TASK GOAL ▸ Restate each of the lines given below, word for word.

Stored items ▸
>> begin

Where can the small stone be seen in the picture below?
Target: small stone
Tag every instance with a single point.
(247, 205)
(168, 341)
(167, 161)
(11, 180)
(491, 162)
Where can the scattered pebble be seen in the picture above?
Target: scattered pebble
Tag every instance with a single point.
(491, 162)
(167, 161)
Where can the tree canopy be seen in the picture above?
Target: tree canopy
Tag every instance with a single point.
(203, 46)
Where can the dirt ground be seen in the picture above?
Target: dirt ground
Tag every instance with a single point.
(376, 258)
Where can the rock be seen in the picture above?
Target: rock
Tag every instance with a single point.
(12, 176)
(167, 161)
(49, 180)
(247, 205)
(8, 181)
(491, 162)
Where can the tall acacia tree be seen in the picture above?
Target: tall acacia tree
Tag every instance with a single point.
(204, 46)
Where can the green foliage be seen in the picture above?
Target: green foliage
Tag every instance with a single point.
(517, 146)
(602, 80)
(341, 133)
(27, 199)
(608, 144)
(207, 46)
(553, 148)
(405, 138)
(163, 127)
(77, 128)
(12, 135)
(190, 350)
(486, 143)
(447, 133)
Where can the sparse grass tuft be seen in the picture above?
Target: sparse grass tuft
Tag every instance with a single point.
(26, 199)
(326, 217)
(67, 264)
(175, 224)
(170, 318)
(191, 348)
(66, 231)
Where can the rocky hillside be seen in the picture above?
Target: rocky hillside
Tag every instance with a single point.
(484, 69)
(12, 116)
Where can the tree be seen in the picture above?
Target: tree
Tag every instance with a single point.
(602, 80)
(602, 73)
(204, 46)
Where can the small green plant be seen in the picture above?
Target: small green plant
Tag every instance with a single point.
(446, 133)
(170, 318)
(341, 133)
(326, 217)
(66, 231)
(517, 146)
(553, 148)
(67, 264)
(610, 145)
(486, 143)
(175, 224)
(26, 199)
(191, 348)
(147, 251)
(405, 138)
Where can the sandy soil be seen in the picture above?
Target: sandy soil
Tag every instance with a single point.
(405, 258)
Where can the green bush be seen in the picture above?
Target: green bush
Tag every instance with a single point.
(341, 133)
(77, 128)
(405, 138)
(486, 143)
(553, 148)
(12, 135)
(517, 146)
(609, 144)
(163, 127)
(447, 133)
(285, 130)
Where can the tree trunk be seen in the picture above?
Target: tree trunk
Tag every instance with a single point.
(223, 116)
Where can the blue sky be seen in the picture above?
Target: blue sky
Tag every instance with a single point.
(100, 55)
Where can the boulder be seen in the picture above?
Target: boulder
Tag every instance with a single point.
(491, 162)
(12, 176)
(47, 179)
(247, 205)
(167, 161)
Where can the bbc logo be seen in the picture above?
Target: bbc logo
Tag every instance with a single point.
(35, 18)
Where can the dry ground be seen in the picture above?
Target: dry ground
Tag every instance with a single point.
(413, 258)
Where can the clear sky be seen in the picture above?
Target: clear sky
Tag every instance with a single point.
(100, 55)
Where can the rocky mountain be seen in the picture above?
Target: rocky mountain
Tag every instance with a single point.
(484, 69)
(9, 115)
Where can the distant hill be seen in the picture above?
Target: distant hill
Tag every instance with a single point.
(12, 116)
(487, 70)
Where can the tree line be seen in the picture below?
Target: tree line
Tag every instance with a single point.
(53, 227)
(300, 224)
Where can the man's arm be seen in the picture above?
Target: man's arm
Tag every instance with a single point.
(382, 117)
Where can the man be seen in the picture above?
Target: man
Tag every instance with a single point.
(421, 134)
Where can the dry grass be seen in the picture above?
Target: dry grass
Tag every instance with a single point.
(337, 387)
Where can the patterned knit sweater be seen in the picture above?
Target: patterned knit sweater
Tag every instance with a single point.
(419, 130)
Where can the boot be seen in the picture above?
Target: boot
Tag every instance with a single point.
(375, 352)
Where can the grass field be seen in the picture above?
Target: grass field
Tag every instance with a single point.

>> end

FINAL RESULT ▸
Where can the small stone be seen in the picture below?
Target: small stone
Tag every instance with a single point.
(247, 205)
(168, 341)
(167, 161)
(11, 180)
(491, 162)
Where can the scattered pebble be seen in the picture above?
Target: scattered pebble
Tag every instance with a single point.
(491, 162)
(167, 161)
Where can the tree canopy be seen in the picture above?
Target: tree canopy
Tag every instance with a single point.
(203, 46)
Where can the dirt ground be seen in the picture above?
Target: dirt ground
Tag every instance with a single point.
(376, 258)
Where can the rock be seen in the picture above?
Target: rock
Tag every instance with a single point.
(12, 176)
(167, 161)
(49, 180)
(247, 205)
(8, 181)
(491, 162)
Where can the tall acacia tree be seen in the picture above?
Target: tall acacia tree
Tag every instance with a single point.
(204, 46)
Where can the green foliage be seen in the picture above?
Target: green foliage
Tag every instance with a single point.
(517, 146)
(602, 80)
(341, 133)
(27, 199)
(608, 144)
(207, 46)
(553, 148)
(405, 138)
(163, 127)
(77, 128)
(12, 135)
(190, 350)
(486, 143)
(447, 133)
Where can the sparse grass tuft be seen in the picture above?
Target: sparse grass tuft
Tag every instance with a single point.
(26, 199)
(326, 217)
(67, 264)
(175, 224)
(170, 318)
(191, 348)
(66, 231)
Where can the rocky hillside be seen in the picture above?
Target: rocky hillside
Tag every instance with a single point.
(484, 69)
(12, 116)
Where can the tree be seen in the picture above?
Target: tree
Tag every instance with a single point.
(602, 80)
(602, 73)
(204, 46)
Where can the small green plant be seen in the picture above?
Target: small green plant
Tag every instance with a single point.
(446, 133)
(170, 318)
(341, 133)
(326, 217)
(66, 231)
(517, 146)
(553, 148)
(67, 264)
(610, 145)
(486, 143)
(175, 224)
(26, 199)
(191, 348)
(147, 251)
(405, 138)
Where can the sandy soil be seen in the picture above?
Target: sandy soil
Tag every instance with a single point.
(405, 258)
Where can the green bush be seen in the picture above?
Target: green bush
Tag every instance with a single point.
(341, 133)
(77, 128)
(405, 138)
(486, 143)
(553, 148)
(12, 135)
(517, 146)
(609, 144)
(163, 127)
(447, 133)
(285, 130)
Where can the tree trunk be seen in the picture above?
Target: tree trunk
Tag every instance with a single point.
(223, 116)
Where can the blue sky be seen in the picture above?
Target: blue sky
Tag every instance with a single point.
(100, 55)
Where can the boulder be seen in the picture above?
Target: boulder
Tag every instance with a single point.
(491, 162)
(12, 176)
(47, 179)
(247, 205)
(167, 161)
Where can the bbc logo be seen in the picture above?
Target: bbc logo
Tag every instance with a single point.
(35, 18)
Where can the dry ground be seen in the picture above?
Target: dry ground
Tag every instance with a single point.
(413, 258)
Where can the clear sky be seen in the picture above?
Target: clear sky
Tag every instance with a single point.
(100, 55)
Where can the rocky mountain be seen in the picture above?
Target: rocky mountain
Tag every instance with a single point.
(484, 69)
(9, 115)
Where can the distant hill be seen in the picture above?
Target: distant hill
Tag every instance with a single point.
(12, 116)
(487, 70)
Where can the tree line be seen in the picture below?
Target: tree line
Tag every instance with a single point.
(53, 227)
(300, 224)
Where can the man's arm be seen in the picture above?
Target: man's arm
Tag every instance with a single point.
(382, 117)
Where can the man be seen in the picture above?
Target: man
Tag every instance with a single point.
(421, 134)
Where can the dry grass be seen in the picture above?
Target: dry grass
Tag every instance with a single point.
(337, 387)
Where can the patterned knit sweater be seen in the picture above?
Target: patterned knit sweater
Tag every instance with a single point.
(419, 130)
Where can the boot be seen in the picture above?
Target: boot
Tag every instance with a single point.
(375, 352)
Where can the grass field be seen in the picture above?
Target: grass field
Tag every instance with a single point.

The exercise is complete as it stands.